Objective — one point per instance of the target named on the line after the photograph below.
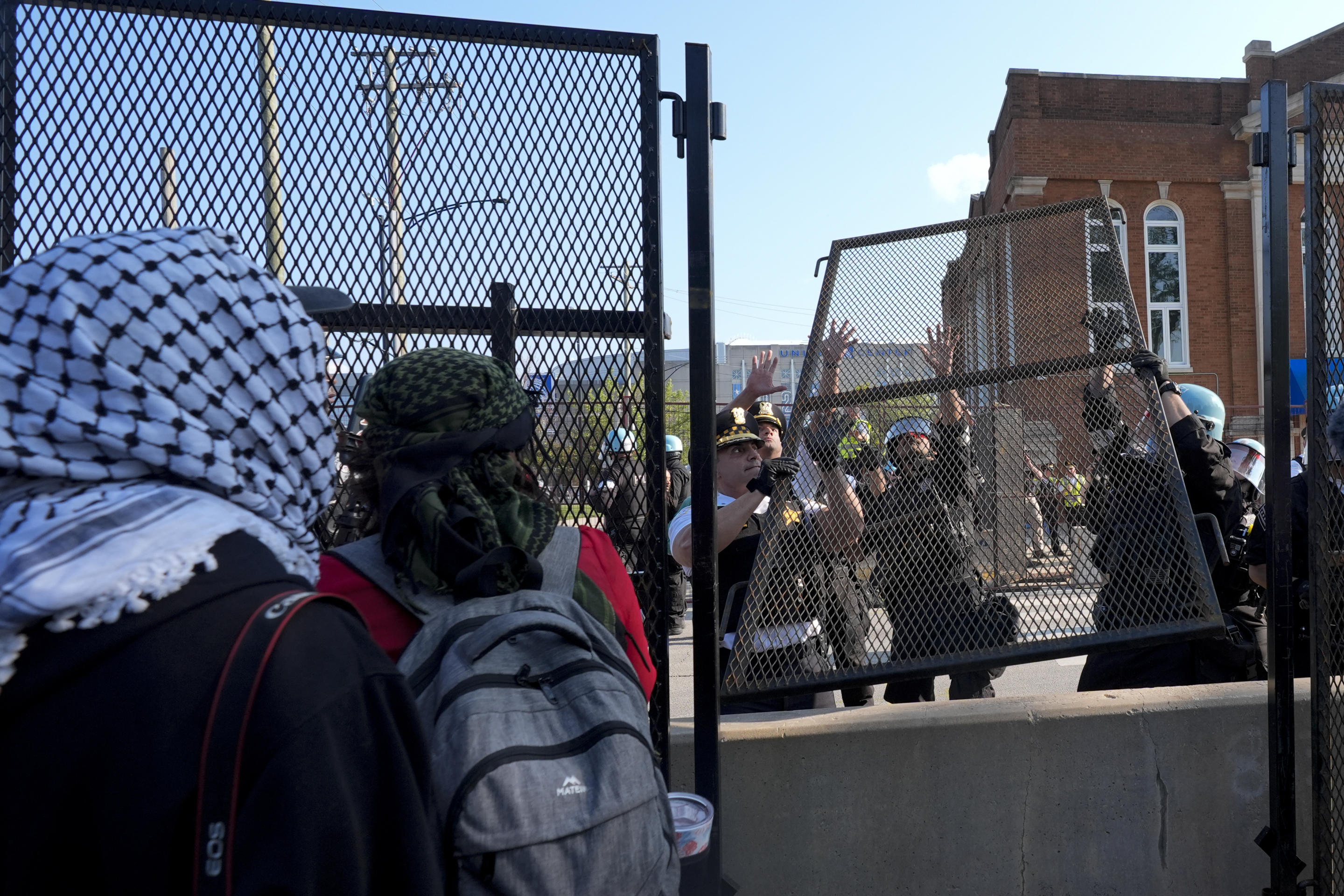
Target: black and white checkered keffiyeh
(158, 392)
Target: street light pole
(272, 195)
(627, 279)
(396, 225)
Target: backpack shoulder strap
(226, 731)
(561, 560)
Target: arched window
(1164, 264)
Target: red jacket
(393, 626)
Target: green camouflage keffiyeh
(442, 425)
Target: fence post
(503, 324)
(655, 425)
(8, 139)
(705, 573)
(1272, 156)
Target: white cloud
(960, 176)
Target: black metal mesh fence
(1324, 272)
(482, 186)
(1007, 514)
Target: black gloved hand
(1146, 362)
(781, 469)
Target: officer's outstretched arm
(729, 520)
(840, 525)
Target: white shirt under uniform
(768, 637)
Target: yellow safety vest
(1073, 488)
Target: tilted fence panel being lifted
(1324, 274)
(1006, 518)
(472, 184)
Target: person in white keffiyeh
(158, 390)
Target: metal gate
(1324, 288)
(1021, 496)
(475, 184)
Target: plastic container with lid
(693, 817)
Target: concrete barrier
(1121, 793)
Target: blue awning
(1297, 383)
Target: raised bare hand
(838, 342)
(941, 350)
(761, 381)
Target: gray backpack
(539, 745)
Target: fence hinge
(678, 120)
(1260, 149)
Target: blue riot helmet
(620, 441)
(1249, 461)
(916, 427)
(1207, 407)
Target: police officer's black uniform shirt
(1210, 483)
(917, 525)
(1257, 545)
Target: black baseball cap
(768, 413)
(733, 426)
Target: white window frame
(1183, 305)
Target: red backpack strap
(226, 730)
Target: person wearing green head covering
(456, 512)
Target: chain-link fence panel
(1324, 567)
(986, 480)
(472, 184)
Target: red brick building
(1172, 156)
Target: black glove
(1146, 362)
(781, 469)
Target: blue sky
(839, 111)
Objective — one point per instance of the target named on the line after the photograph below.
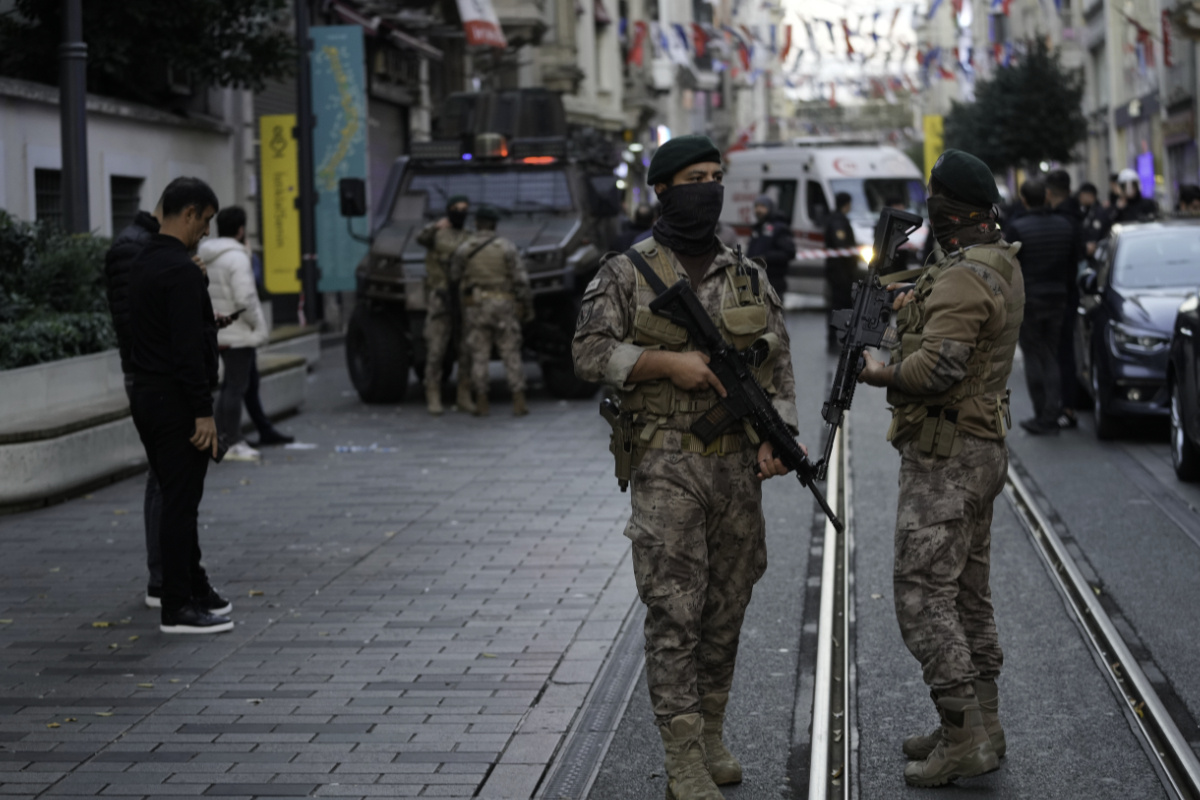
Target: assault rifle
****************************************
*Requirement*:
Pictures must be left out of the answer, which should be exactly the lines from the one holding "Target: concrete barrier" through the last line of the entries above, both included; please add nothing.

*Solution to this problem*:
Target: concrete barrier
(1121, 793)
Target: blue awning
(1297, 383)
Target: raised bare hand
(838, 342)
(941, 350)
(761, 381)
Target: gray backpack
(539, 745)
Target: fence hinge
(678, 120)
(1260, 149)
Target: blue riot helmet
(620, 441)
(1249, 461)
(916, 427)
(1207, 407)
Target: police officer's black uniform shirt
(1210, 483)
(917, 525)
(1257, 545)
Target: black baseball cap
(768, 413)
(733, 426)
Target: white window frame
(1183, 305)
Target: red backpack strap
(226, 730)
Target: person wearing green head covering
(456, 512)
Target: chain-link fence panel
(1324, 567)
(986, 480)
(472, 184)
Target: red brick building
(1172, 156)
Target: black glove
(1146, 362)
(781, 469)
Target: blue sky
(839, 111)
Objective — one point per instance of the target named on the line after the photograph below.
Target: assault rifle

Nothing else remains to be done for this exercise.